**** ИСХОДНЫЙ ФРАГМЕНТ

Вопрос о том, должна ли Россия по примеру Западной Европы пройти путь капиталистического развития, очень рано стал занимать русскую интеллигенцию. Она видела и в Западной Европе прежде всего темные стороны капитализма, его разлагающее влияние на традиционные патриархальные формы производства, на благосостояние и обеспеченность существования широких народных масс. С другой стороны, русское крестьянское общинное землевладение, знаменитая община, казалась возможной исходной точкой для более высокого социального развития России, которая, минуя стадию капитализма с его страданиями, должна более коротким и менее мучительным путем, чем западноевропейские страны, вступить в светлое царство социализма. Стоило ли пренебречь этим счастливым исключительным положением, этой единственной в своем роде исторической возможностью, и форсированным насаждением в России капитализма – при помощи государства – уничтожать крестьянские формы собственности и производства и широко открыть двери пролетаризации, нищете и необеспеченности существования трудящихся масс?

Эта основная проблема господствовала над умственной жизнью русской интеллигенции со времени крестьянской реформы и даже раньше – со времени Герцена и, в особенности, Чернышевского; она являлась центральным пунктом, вокруг которого сформировалось все своеобразное народническое мировоззрение. Это идейное направление, которое вылилось в различные разновидности и течения, – начиная с явно реакционных учений славянофильства и кончая революционной теорией террористической партии, – породило в России огромную литературу. Она, с одной стороны, дала богатый материал в монографиях о хозяйственных формах российской жизни, в особенности о «народном производстве» и его своеобразных формах, о сельском хозяйстве крестьянской общины, о кустарной промышленности, об артели, а также о духовной жизни крестьянства, о сектах и т. п. С другой стороны, появилась своеобразная беллетристическая литература – художественное отражение полных противоречий социальных отношений, в которых старое боролось с новым и на каждом шагу осаждало ум сложными проблемами. Наконец, из того же источника в 70-х и 80-х годах произошла оригинальная доморощенная философия истории – «субъективный метод в социологии», которая сделала «критическую мысль решающим фактором общественного развития, или, точнее, превратила деклассированную

187


интеллигенцию в носителя исторического прогресса; эта философия истории нашла своих поборников в лице Петра Лаврова, Николая Михайловского, проф. Кареева и В. Воронцова.

Во всей этой обширной и широко разветвленной народнической литературе нас интересует здесь лишь одна сторона – полемика по вопросу о видах на капиталистическое развитие в России, и то лишь постольку, поскольку она опиралась на общий анализ общественных условий капиталистического способа производства. Ибо и этот анализ должен был сыграть большую роль в русской полемической литературе 80-х и 90-х годов.

Речь шла прежде всего о русском капитализме и его перспективах, но возникшие отсюда дебаты коснулись, естественно, общей проблемы развития капитализма, причем пример и опыты Запада сыграли самую выдающуюся роль в качестве материала для доказательств.

********
**** СТРОКИ ЗАПИСЕЙ

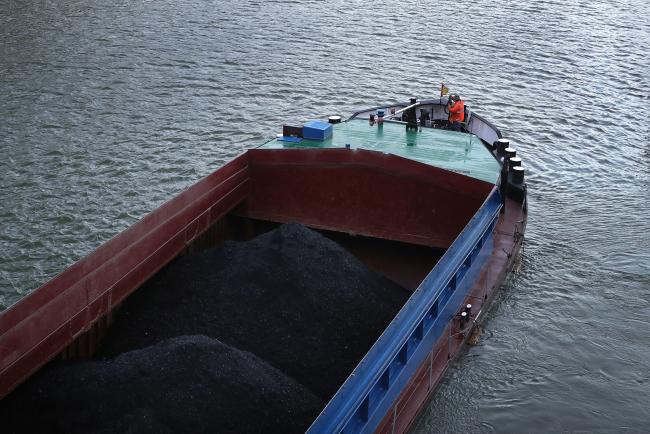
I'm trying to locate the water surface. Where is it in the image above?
[0,0,650,433]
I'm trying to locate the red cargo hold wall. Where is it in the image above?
[0,155,248,398]
[243,149,493,248]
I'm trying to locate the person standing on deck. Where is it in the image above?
[447,95,465,131]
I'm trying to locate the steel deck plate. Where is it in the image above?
[261,119,500,184]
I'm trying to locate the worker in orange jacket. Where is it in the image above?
[447,95,465,131]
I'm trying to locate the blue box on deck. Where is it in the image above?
[302,121,332,140]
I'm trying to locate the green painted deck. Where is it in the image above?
[261,119,500,184]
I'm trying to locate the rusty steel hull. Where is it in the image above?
[376,199,527,433]
[0,149,492,397]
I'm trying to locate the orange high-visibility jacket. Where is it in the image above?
[448,100,465,122]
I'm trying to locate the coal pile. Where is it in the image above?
[101,223,409,400]
[0,336,325,434]
[0,224,410,433]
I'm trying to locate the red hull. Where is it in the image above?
[0,149,492,402]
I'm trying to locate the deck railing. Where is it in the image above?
[308,188,501,433]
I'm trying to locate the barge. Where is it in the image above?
[0,97,527,433]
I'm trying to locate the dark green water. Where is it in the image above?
[0,0,650,433]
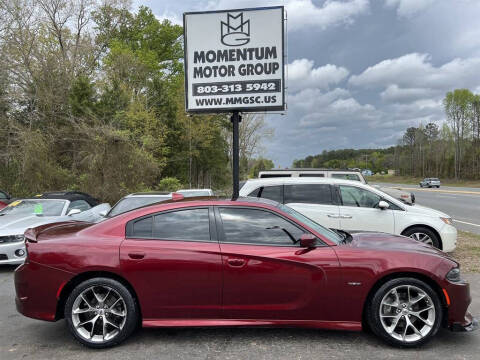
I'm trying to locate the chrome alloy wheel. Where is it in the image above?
[379,285,436,343]
[410,233,433,246]
[72,285,127,343]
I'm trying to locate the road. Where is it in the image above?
[375,183,480,234]
[0,267,480,360]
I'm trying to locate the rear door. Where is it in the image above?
[284,184,340,229]
[216,206,340,320]
[120,207,222,320]
[338,185,395,234]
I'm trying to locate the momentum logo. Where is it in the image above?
[220,13,250,46]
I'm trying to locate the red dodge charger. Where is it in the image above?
[15,198,478,348]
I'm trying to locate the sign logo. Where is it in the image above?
[220,13,250,46]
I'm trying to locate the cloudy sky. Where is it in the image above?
[134,0,480,167]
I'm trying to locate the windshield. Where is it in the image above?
[0,199,66,216]
[279,205,342,244]
[107,195,172,217]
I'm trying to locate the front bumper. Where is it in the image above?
[0,241,26,265]
[440,225,457,252]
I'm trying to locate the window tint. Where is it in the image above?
[67,200,91,214]
[133,216,153,238]
[340,185,381,208]
[300,173,325,177]
[332,174,360,181]
[260,185,283,203]
[248,188,261,197]
[285,184,332,204]
[220,208,303,246]
[153,209,210,241]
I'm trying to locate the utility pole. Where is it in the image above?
[230,111,242,200]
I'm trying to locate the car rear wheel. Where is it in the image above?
[402,226,440,249]
[65,278,138,349]
[367,278,443,347]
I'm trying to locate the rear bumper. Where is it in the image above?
[15,263,72,321]
[440,225,457,252]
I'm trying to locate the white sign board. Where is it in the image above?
[183,6,285,112]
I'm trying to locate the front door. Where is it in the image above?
[216,207,340,320]
[339,185,395,234]
[120,207,222,320]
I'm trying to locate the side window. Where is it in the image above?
[332,174,360,181]
[219,208,303,246]
[67,200,91,213]
[285,184,332,205]
[340,185,381,208]
[247,188,261,197]
[259,185,283,203]
[132,216,153,238]
[153,209,210,241]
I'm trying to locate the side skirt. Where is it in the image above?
[142,319,362,331]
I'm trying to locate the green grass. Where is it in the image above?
[451,231,480,273]
[366,175,480,188]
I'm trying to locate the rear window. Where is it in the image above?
[285,184,333,205]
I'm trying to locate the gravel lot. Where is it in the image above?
[0,267,480,360]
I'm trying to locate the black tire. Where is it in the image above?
[64,277,139,349]
[402,226,442,250]
[366,277,443,348]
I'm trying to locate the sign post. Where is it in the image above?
[183,6,285,199]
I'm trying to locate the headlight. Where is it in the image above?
[0,234,25,244]
[445,268,462,282]
[440,217,452,225]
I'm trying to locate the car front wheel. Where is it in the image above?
[367,278,443,347]
[65,278,138,349]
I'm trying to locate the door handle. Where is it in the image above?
[128,253,145,260]
[227,258,245,267]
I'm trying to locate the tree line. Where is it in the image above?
[293,89,480,180]
[0,0,273,201]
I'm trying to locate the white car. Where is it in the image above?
[240,178,457,252]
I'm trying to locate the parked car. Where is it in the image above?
[102,191,172,220]
[15,198,478,348]
[258,169,415,204]
[0,190,10,209]
[0,191,110,265]
[420,178,440,188]
[240,178,457,252]
[175,189,214,197]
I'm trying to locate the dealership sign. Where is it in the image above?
[183,6,285,112]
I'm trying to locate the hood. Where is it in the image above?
[406,204,451,218]
[0,215,59,236]
[348,232,452,260]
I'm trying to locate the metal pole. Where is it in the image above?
[230,111,242,200]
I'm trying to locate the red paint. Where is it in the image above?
[15,200,471,330]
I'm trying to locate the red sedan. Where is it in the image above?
[15,199,478,348]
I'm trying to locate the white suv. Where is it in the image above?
[240,178,457,252]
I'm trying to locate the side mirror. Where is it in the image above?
[300,234,317,249]
[67,209,82,216]
[378,200,390,210]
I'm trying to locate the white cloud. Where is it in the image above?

********

Кто во фрагменте о народничестве назван поборником философии истории, известной как «субъективный метод в социологии»? Перечислите всех.

Петр Лавров, Николай Михайловский, проф. Кареев, В. Воронцов.